__Task requirements__:
Say how many lines of these entries include the word "table", and answer with the number alone.

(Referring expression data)
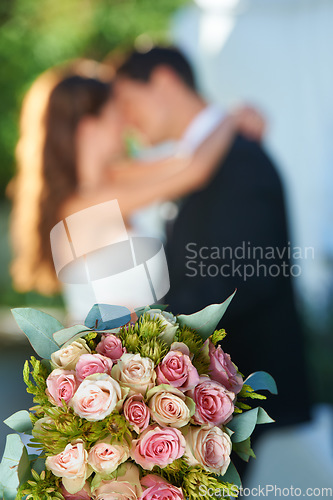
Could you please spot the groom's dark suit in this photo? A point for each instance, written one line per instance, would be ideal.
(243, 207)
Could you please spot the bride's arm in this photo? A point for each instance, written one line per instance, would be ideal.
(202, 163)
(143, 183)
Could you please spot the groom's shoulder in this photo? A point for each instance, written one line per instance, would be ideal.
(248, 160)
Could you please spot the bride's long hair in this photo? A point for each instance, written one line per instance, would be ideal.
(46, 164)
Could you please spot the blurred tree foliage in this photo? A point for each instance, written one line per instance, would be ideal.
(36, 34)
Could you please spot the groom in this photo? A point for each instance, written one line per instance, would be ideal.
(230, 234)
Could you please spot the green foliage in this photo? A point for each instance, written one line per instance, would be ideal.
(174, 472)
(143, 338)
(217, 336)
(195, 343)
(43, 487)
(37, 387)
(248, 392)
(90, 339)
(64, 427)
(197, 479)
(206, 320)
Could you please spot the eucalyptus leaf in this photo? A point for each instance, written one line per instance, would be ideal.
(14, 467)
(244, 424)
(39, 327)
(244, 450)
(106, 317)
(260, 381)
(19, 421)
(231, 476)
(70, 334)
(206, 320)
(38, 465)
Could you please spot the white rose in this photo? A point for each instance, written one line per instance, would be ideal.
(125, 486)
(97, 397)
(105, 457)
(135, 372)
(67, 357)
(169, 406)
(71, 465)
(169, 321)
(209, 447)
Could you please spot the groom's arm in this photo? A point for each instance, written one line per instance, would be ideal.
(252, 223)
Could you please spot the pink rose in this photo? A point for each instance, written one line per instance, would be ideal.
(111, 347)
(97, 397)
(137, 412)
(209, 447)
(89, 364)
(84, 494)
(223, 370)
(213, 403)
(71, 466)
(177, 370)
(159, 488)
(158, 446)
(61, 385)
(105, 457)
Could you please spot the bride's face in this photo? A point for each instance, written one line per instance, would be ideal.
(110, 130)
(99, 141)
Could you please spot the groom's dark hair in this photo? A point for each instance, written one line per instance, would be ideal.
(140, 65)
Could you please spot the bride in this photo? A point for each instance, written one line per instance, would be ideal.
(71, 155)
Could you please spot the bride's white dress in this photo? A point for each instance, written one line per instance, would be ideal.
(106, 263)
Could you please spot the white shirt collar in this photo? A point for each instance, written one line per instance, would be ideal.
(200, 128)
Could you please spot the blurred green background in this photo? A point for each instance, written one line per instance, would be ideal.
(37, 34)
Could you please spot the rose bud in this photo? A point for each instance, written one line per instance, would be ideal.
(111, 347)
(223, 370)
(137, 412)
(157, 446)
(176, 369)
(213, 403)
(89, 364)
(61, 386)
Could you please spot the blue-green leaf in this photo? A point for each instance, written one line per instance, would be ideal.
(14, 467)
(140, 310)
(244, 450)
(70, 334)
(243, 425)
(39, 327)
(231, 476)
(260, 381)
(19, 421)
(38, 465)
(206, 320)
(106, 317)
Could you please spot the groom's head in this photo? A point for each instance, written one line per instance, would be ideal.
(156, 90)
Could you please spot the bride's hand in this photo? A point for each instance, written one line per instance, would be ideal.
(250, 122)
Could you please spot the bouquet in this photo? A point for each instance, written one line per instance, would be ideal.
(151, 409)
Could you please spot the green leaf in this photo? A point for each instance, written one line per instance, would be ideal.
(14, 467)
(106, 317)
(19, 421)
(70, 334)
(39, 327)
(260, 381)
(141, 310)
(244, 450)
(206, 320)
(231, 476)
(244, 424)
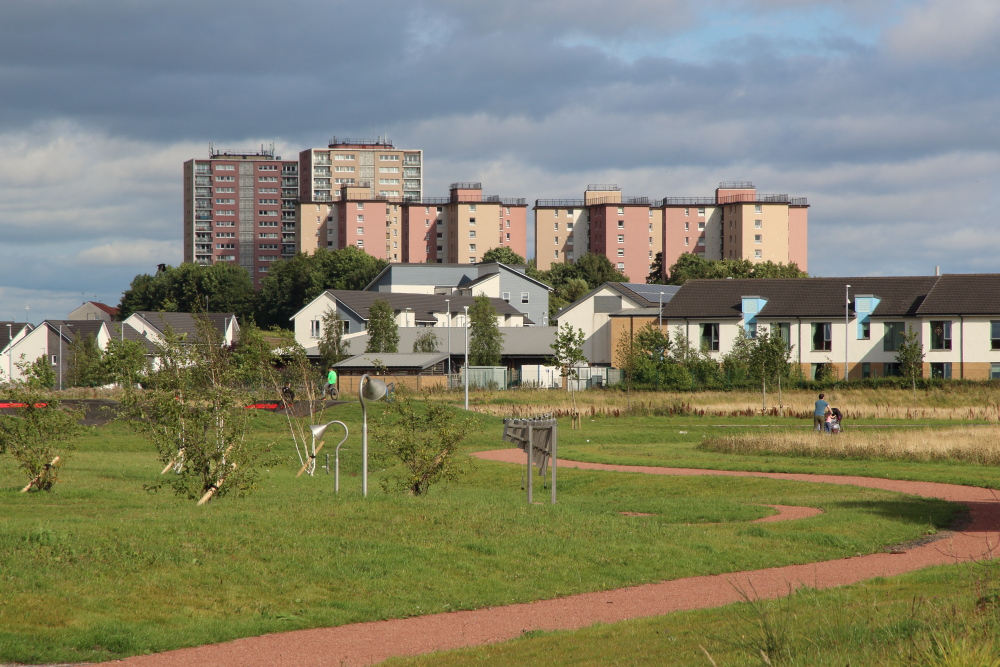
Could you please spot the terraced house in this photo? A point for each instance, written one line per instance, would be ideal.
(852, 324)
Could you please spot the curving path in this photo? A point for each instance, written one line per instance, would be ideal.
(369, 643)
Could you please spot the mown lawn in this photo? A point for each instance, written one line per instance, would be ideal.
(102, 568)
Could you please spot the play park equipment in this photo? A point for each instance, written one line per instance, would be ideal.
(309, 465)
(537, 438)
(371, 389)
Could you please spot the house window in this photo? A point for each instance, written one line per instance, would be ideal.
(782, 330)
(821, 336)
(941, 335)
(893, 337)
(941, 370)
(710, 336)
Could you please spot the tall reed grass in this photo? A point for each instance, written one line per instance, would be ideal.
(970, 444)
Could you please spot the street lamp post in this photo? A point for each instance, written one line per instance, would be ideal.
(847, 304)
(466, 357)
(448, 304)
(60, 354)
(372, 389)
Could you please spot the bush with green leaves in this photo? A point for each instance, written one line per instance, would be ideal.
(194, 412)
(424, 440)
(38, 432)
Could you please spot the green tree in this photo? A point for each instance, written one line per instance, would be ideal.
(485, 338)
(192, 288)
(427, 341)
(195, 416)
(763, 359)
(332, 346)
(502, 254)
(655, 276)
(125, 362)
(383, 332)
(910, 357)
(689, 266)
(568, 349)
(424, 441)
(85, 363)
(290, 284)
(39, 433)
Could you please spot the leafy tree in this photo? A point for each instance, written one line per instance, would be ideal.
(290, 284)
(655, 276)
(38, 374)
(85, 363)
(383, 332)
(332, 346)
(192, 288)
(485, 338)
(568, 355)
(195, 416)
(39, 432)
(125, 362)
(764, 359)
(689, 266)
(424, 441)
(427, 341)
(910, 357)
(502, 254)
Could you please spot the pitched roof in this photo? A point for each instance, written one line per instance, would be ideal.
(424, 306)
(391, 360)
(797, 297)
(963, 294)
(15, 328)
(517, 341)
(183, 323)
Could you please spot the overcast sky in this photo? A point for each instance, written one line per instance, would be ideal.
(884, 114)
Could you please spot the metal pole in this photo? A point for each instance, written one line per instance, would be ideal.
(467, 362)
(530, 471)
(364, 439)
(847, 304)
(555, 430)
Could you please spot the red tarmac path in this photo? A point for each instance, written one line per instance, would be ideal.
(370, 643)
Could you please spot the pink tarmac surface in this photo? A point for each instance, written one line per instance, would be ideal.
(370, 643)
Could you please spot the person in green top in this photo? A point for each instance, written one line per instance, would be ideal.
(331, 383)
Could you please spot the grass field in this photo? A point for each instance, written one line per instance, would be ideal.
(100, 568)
* * *
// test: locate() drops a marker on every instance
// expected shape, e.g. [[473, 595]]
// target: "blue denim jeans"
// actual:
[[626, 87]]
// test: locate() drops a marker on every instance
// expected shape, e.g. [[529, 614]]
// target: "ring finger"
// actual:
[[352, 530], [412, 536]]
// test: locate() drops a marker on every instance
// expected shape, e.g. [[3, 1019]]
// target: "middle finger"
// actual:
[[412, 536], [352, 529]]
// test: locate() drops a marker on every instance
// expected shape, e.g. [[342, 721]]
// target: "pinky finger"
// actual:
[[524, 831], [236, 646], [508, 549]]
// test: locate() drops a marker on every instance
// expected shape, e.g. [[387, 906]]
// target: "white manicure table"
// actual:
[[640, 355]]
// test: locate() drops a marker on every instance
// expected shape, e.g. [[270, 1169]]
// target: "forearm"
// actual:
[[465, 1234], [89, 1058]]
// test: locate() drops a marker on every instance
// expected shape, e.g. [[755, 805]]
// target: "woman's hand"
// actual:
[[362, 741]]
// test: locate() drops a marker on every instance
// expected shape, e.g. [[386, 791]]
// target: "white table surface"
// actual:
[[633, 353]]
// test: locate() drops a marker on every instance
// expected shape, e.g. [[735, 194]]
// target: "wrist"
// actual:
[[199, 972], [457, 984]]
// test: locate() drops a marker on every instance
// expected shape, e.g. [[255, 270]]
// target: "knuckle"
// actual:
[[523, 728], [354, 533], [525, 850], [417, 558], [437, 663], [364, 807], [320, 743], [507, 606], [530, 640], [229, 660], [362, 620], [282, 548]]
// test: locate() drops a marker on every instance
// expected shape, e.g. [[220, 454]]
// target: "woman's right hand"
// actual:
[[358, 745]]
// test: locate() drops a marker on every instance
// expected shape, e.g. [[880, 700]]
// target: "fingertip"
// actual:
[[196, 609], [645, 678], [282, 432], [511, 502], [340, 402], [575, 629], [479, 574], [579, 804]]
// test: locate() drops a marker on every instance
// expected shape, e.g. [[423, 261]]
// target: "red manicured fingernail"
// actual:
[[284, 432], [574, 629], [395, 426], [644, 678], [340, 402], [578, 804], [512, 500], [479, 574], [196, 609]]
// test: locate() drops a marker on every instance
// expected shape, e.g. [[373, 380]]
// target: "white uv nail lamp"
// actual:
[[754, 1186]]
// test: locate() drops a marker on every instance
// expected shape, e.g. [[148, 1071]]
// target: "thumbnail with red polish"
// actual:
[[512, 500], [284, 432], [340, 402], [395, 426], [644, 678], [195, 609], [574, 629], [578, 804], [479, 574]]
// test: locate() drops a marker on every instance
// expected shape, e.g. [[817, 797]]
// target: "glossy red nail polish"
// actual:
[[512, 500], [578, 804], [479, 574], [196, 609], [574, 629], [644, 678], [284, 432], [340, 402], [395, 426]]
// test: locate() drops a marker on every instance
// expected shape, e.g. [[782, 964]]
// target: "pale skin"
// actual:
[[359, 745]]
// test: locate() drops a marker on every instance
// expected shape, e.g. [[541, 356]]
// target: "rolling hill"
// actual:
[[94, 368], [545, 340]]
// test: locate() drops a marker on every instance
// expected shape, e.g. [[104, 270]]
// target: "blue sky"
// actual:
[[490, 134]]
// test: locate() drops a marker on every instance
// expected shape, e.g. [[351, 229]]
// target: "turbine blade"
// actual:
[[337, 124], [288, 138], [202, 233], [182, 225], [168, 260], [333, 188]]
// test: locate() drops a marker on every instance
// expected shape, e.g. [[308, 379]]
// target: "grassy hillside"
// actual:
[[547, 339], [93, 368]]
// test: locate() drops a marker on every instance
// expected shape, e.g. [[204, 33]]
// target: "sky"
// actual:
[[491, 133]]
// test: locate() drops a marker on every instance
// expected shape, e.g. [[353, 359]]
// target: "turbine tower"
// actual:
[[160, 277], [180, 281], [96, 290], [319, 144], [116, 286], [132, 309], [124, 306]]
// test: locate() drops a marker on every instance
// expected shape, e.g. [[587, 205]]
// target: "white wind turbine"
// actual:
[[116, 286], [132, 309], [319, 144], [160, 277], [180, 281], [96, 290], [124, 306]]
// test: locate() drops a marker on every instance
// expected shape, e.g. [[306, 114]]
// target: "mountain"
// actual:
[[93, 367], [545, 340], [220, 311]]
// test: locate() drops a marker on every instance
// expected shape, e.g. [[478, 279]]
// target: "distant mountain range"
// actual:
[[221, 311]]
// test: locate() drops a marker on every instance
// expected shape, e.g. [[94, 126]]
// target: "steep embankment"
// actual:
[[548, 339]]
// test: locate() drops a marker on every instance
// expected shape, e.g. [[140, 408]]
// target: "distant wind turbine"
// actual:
--
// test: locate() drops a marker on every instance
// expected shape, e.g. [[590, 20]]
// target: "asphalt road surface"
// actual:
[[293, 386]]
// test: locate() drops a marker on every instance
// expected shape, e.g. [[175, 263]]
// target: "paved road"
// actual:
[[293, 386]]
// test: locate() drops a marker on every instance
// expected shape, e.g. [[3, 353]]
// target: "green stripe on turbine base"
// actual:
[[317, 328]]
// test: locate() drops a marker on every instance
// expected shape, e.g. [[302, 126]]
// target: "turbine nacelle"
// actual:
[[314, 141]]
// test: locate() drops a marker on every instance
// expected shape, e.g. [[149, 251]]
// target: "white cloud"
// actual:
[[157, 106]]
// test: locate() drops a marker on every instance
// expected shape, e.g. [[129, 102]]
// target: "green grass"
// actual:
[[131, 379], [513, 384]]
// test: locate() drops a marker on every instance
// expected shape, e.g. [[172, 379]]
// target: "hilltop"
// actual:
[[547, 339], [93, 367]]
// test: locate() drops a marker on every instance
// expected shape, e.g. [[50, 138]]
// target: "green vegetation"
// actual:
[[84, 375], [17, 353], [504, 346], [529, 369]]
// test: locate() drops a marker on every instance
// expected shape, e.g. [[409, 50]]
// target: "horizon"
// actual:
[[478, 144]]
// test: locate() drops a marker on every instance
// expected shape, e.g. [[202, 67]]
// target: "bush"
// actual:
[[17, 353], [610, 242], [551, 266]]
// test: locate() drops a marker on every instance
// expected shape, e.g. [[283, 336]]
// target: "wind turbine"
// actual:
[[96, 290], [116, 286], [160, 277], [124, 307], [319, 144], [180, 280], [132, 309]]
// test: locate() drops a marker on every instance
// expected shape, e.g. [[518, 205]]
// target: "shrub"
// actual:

__Output__:
2